Work item:
Give the entries again, exactly as they stand.

The input:
★ ★ ★ ★ ★ ★ ★

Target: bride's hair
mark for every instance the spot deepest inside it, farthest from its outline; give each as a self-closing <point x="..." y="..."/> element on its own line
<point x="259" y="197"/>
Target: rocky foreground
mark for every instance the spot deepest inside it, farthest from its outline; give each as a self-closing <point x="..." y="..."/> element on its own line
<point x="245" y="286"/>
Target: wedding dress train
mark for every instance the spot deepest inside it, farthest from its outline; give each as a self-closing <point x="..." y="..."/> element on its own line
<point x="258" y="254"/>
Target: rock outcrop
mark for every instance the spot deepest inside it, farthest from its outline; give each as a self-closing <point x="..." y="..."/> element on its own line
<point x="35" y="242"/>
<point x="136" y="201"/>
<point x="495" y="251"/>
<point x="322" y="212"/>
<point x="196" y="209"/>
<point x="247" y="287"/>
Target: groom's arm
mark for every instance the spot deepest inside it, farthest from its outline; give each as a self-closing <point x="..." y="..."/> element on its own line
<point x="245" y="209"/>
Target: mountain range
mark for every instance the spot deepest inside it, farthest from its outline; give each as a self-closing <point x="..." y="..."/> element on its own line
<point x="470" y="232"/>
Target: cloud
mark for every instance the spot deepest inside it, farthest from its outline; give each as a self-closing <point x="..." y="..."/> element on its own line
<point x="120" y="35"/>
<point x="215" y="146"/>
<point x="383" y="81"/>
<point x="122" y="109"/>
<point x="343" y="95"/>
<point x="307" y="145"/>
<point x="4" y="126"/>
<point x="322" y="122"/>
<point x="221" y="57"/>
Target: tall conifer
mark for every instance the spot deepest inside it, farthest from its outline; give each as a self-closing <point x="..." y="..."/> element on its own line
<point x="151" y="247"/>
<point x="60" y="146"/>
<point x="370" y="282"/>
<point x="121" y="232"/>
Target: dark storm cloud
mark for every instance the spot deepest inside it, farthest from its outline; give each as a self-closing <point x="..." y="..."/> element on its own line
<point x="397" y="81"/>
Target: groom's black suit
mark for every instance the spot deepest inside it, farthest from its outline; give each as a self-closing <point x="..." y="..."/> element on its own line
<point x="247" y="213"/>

★ ★ ★ ★ ★ ★ ★

Response below:
Target: bride's hair
mark for every instance the spot deepest inside it, farthest from its outline; give each as a self-closing <point x="..." y="..."/> element on its own line
<point x="259" y="197"/>
Target: rocky foreground
mark for every instance the spot deepest inside it, farthest from its outline; give each as a self-closing <point x="..." y="..."/> element on its own line
<point x="245" y="286"/>
Target: wedding dress train
mark for every instance the spot deepest inside it, farthest from its outline; give each as a self-closing <point x="..." y="..."/> element on its own line
<point x="258" y="254"/>
Target: rock outcrop
mark for every instance the spot deepest inside it, farthest from its outline; give each as a self-closing <point x="..." y="..."/> element on its own line
<point x="35" y="242"/>
<point x="136" y="201"/>
<point x="495" y="251"/>
<point x="322" y="212"/>
<point x="196" y="209"/>
<point x="247" y="287"/>
Target: groom's arm
mark for every instance the spot deepest inside it, farthest from its outline; give each as a self-closing <point x="..." y="..."/> element on its own line
<point x="245" y="209"/>
Target: mountain range
mark for every instance the spot deepest inside it, farthest from its outline; give each as a self-closing <point x="..." y="..."/> element on its own line
<point x="470" y="232"/>
Target: cloud
mark for every instance the spot deepest inside it, farthest from its outline; give each as a self-closing <point x="..." y="..."/> element on its own line
<point x="120" y="35"/>
<point x="215" y="146"/>
<point x="383" y="81"/>
<point x="122" y="109"/>
<point x="343" y="95"/>
<point x="307" y="145"/>
<point x="4" y="126"/>
<point x="322" y="122"/>
<point x="221" y="57"/>
Target: tall conifer
mark for every instance the spot deepest inside it, farthest from its outline; give each as a self-closing <point x="..." y="..."/> element on its own line
<point x="151" y="247"/>
<point x="60" y="146"/>
<point x="370" y="282"/>
<point x="121" y="232"/>
Target: dark storm cloud
mark for every instance the spot deepest inside it, farthest from its outline; give each as a self-closing <point x="..." y="..."/> element on its own line
<point x="397" y="81"/>
Target: groom's black suit
mark for every instance the spot deepest inside it, farthest from its outline; give each as a self-closing <point x="..." y="..."/> element on its own line
<point x="247" y="213"/>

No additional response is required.